#### Records for the exercise ####

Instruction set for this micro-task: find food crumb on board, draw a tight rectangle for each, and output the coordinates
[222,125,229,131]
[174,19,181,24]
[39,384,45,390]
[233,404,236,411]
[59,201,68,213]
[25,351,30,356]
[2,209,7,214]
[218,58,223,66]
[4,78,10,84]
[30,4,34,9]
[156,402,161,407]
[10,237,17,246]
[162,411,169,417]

####

The data above must be restated word for word.

Instruction set for this micro-task: find food crumb on board, draw a tight rectangle for each, and output the coordinates
[222,125,229,131]
[174,19,181,24]
[39,384,45,390]
[233,404,236,411]
[59,201,68,213]
[25,351,30,356]
[2,209,7,214]
[218,58,223,66]
[4,78,10,84]
[30,4,34,9]
[156,402,161,407]
[10,237,17,246]
[162,411,169,417]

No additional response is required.